Written problem 1:
Please answer these questions about the text on the building blocks of marketing:
(a) What three building blocks does it name?
(b) What object does it compare the marketing system to?
(c) What does it say you will become if the three building blocks are not aligned?
Written problem 2:
Write the next part of the text on the building blocks of marketing, picking up after its final sentence.

Text section:
In any business, you have to find a way to differentiate your business from your competitors. You need to show how your company, people, and products/services are better and more effective than your competitors’ firms.

From all my years in B2B, I’ve found that great marketing and sales companies had the three major building blocks important to becoming successful. These three building blocks, of any marketing, whether you are selling products and/or services are;

  • Generating Results
  • Creating Value
  • Building Relationships

Prospects and clients expect you to be credible and capable, but these are baseline expectations. These are not differentiators. The differentiators are building that trust by helping this person reach his/her goals, by resolving this particular person’s issues, and demonstrating the value you can bring to him/her, both from a personal & business standpoint. These steps help you build the relationship that is so vital to becoming more than a simple vendor to that person.

And like any three legged stool, if you take one factor away, the entire marketing system can fall apart.

Whether you are selling products or services, you need to have all three building blocks aligned, or you will become a commodity supplier.

There is an order to these blocks, before you can have great marketing, and that is the order mentioned above. You must show your client quantifiable results from any assignments and projects you complete.

Generating Results

You achieve results by offering solutions that solve issues for your clients and prospects. You can also achieve results by offering ways to help your clients and prospects do their jobs better. This may also help them resolve issues they may not know they even had.

Entries supplied:
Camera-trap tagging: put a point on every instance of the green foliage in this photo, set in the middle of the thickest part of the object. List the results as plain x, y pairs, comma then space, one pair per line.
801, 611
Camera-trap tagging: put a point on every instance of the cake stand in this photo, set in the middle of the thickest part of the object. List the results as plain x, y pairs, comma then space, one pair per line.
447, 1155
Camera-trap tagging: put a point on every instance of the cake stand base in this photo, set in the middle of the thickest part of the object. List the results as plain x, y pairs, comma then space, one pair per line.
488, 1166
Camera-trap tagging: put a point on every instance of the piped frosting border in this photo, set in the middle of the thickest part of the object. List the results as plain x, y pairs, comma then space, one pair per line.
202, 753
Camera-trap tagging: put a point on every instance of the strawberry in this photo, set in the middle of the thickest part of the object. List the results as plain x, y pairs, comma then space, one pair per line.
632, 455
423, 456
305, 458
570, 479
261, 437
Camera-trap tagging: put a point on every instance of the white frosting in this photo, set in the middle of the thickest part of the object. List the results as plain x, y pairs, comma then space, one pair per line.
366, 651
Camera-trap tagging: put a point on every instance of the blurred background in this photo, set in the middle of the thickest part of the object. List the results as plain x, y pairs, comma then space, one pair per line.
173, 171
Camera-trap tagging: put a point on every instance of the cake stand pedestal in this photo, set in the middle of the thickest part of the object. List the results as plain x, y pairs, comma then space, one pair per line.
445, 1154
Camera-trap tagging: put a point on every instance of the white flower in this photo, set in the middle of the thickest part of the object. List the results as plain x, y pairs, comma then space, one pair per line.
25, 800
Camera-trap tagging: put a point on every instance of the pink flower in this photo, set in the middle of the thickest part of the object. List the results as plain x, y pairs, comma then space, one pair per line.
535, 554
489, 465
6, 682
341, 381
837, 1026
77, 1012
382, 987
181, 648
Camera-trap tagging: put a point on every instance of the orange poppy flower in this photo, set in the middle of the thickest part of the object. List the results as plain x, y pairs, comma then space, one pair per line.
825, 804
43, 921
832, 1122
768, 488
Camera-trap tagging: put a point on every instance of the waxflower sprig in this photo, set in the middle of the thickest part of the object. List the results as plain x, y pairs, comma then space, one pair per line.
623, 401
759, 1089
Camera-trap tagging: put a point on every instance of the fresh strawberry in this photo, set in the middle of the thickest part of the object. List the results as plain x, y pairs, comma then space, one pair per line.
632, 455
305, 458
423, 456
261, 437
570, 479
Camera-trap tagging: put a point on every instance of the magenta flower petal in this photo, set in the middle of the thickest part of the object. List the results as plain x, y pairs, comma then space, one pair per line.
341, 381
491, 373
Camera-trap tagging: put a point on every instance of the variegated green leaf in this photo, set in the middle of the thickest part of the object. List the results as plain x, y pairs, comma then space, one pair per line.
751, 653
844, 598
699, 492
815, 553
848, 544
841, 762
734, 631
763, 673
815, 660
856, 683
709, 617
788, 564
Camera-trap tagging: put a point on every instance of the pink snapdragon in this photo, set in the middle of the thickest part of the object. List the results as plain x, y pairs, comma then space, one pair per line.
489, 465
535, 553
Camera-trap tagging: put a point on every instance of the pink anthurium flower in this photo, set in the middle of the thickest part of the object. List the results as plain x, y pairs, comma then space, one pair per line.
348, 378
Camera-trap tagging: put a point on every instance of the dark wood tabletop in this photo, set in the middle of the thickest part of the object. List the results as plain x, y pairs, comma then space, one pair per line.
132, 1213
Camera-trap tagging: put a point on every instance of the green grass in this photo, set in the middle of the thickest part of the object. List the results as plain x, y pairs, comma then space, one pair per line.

Final answer 1:
(a) Generating Results, Creating Value, and Building Relationships
(b) A three legged stool
(c) A commodity supplier

Final answer 2:
At the beginning of any assignment, you need to find out what this person’s goals are. You should also find out what the issues are that your client or prospect is trying to solve that are stopping him/her from reaching their goals. Only by talking to them about their issues, and how deep they run, can you begin to generate results. Once you know their goals, and the issues that need to be resolved for them to reach their goals, you will then find it easier to show the quantifiable results that are so critical to long term success with your client.

Creating Value

You must work with your client to decide what value your efforts did for the client, both from a personal viewpoint, and a company viewpoint. The value you bring, from your client’s personal perspective, is very important and should never be omitted. Sometimes it is difficult to quantify this type of value, but it should never be left out. I have built a system that helps you get at your client’s goals and issues, especially from a personal perspective.

You must also put a value on the work from your client’s business perspective. This should be quantified. Many people have trouble quantifying the business objectives reached. But you must find a way to show the quantifiable benefits reached, in order to show the real value your work did for the client. The best time to do this is upfront, by asking your client then, what quantifiable benefits they expect to receive after the work is completed.

You need to do this in order to build the relationships that will make you, at the very least, one of the very few suppliers they will call for other assignments. And if this is done right, you will eventually become the first, and possibly only supplier they will call.

Building Relationships

The next building block is of course relationship development. In order to build a long lasting relationship with anybody, whether it is personal or in business, you need to establish and build trust with that person.

You build trust by resolving issues and offering value to them. You do not build solid relationships simply by offering good service, or showing a your company’s resume to your prospects and clients. You must also be aware of not thinking that your competency has built trust with your clients.

Building solid business relationships means you need to establish a number of factors in order to become a trusted advisor. These other factors include such things as experience, competency, quality of work, and responsiveness. Relationship development is discussed in a later section. It is the real basis for becoming a trusted business advisor with any of your clients.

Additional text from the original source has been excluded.